Langkah Kerja:
[A] Tentukan apakah setiap pernyataan berikut sesuai dengan ulasan film War Room. Jawab ya atau tidak, lalu kutip kata-kata dalam ulasan yang menjadi penentunya. (i) Film War Room mendapat kritikan positif dari para kritikus film. (ii) Doa merupakan inti cerita film ini. (iii) Film ini dibuat dengan modal $74 juta.
[B] Sajikan baris-baris catatan sebagai daftar JSON berisi string, satu string untuk setiap baris dan tanpa baris kosong. Ambil semuanya mulai dari awal catatan sampai dengan baris yang memuat "column 572, row 9", termasuk baris itu.

War Room, adalah film tentang konflik
keluarga, namun dalam sebuah konflik keluarga, musuh sesungguhnya
bukanlah pada suami/istri dalam keluarga tersebut, musuh utamanya
adalah Iblis. Iblis selalu berusaha merusak keluarga-keluarga
Kristen. Melalui film ini kita bisa belajar bagaimana cara mengatasi
konflik di dalam keluarga dan siapa musuh sesungguhnya. Film War Room
ini mendapatkan kritikan negatif oleh para kritikus film, namun pada
tahun 2015 mampu menjadi box office dengan pendapatan $74million
dengan modal hanya $3 million.
Menurut saya sendiri film ini sangatlah
bagus, plot cerita digambarkan dengan sederhana tentang kehidupan
sehari-hari dalam sebuah keluarga. Keributan-keributan yang terjadi
di dalam keluarga juga dimulai dengan hal-hal kecil. Film ini
menggambarkan situasi sebuah keluarga sukses namun tidak bahagia
didalamnya.
Rasa frustasi, kecewa, kebanggaan pada
diri sendiri, merendahkan pasangan sudah lama berlangsung di dalam
keluarga ini. Itu juga yang sering dan banyak terjadi pada
keluarga-keluarga Kristen saat ini. Iblis begitu gencar ingin
menghancurkan keluarga-keluarga Kristen. Di luar keluarga Kristen
mungkin kelihatan harmonis, rajin beribadah, namun didalamnya
seringkali ada konflik yang tidak diketahui banyak orang.
Cara penyelesaian konflik di dalam
keluarga pada film ini juga sangat mengesankan. Doa, itu adalah
kekuatannya. Doa itu adalah inti cerita dari film ini, dan musuh
utamanya adalah bukan manusia yang berkonflik, namun mahluk yang
selalu bersembunyi dan tidak ingin diketahui keberadaan dalam
menyerang manusia.
Film ini sangat menggugah hati,
terutama untuk Anda yang saat ini mungkin menyimpan konflik di dalam
keluarga Anda. Saya tidak tahu mengapa para kritikus film menilai
negatif tentang film ini, namun sebagai seorang yang mau
sungguh-sungguh di dalam Tuhan dan ingin menyelamatkan keluarga Anda
dari kehancuran, film ini cukup mampu memberikan kesadaran untuk
kembali kepada Yesus Kristus.

Daftar Catatan:
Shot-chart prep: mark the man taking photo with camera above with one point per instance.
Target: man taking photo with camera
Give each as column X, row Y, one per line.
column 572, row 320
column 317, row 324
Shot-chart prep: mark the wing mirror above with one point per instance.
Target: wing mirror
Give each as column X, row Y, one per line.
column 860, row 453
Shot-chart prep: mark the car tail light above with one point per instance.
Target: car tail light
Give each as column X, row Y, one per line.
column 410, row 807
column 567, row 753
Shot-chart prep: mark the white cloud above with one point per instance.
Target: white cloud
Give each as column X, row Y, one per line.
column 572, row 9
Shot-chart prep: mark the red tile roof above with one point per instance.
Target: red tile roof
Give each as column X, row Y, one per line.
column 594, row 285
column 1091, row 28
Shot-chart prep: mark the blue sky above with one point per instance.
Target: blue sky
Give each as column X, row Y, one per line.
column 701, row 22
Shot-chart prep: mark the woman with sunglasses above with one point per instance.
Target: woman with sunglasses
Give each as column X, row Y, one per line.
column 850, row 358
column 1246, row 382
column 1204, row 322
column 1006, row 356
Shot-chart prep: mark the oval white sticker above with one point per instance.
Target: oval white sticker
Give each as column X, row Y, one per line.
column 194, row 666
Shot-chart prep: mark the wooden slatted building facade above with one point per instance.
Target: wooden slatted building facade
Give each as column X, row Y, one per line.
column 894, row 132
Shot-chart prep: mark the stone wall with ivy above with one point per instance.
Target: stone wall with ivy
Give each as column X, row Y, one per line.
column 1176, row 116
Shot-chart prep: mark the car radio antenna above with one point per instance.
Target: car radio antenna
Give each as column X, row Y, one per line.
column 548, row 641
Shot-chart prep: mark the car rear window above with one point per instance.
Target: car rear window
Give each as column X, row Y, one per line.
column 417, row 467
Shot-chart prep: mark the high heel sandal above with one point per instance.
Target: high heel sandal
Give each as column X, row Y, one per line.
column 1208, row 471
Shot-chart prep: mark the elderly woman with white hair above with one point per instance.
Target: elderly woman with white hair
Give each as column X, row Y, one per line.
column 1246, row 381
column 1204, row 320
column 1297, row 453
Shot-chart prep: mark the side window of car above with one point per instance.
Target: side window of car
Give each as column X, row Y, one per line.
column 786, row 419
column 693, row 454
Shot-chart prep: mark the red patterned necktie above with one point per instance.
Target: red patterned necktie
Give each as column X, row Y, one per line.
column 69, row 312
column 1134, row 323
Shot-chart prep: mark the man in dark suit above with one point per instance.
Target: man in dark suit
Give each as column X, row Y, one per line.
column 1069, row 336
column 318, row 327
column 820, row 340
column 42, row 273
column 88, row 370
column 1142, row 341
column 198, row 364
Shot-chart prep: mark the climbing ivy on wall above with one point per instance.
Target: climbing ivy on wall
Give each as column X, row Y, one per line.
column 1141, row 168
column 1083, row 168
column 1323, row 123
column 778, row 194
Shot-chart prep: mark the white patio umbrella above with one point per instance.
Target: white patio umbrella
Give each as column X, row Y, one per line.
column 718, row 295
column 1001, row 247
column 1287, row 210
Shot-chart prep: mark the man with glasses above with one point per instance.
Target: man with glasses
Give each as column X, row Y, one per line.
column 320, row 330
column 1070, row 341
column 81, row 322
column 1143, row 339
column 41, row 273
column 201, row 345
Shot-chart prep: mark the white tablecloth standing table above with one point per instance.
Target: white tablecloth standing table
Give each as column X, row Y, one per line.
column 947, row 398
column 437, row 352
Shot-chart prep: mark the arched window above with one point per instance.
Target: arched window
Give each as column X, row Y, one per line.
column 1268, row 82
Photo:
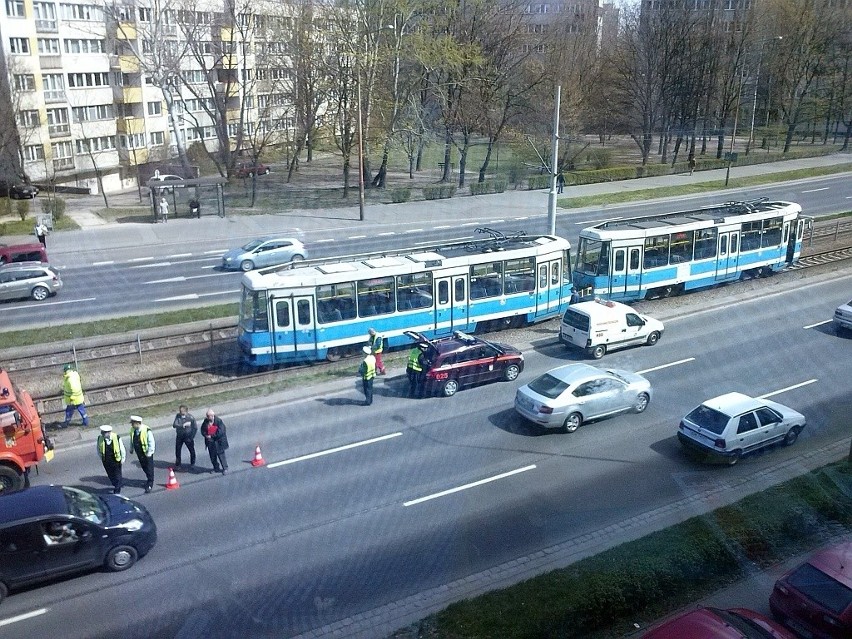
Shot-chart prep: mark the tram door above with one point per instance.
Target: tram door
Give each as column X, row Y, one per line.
column 443, row 306
column 728, row 255
column 549, row 290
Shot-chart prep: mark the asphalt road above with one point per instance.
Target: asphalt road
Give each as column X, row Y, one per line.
column 105, row 282
column 360, row 507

Penyelesaian Soal:
[A]
(i) Tidak: "mendapatkan kritikan negatif oleh para kritikus film"
(ii) Ya: "Doa itu adalah inti cerita dari film ini"
(iii) Tidak: "dengan modal hanya $3 million"

[B]
[
  "Shot-chart prep: mark the man taking photo with camera above with one point per instance.",
  "Target: man taking photo with camera",
  "Give each as column X, row Y, one per line.",
  "column 572, row 320",
  "column 317, row 324",
  "Shot-chart prep: mark the wing mirror above with one point per instance.",
  "Target: wing mirror",
  "Give each as column X, row Y, one per line.",
  "column 860, row 453",
  "Shot-chart prep: mark the car tail light above with one point per instance.",
  "Target: car tail light",
  "Give each as column X, row Y, one per line.",
  "column 410, row 807",
  "column 567, row 753",
  "Shot-chart prep: mark the white cloud above with one point per instance.",
  "Target: white cloud",
  "Give each as column X, row Y, one per line.",
  "column 572, row 9"
]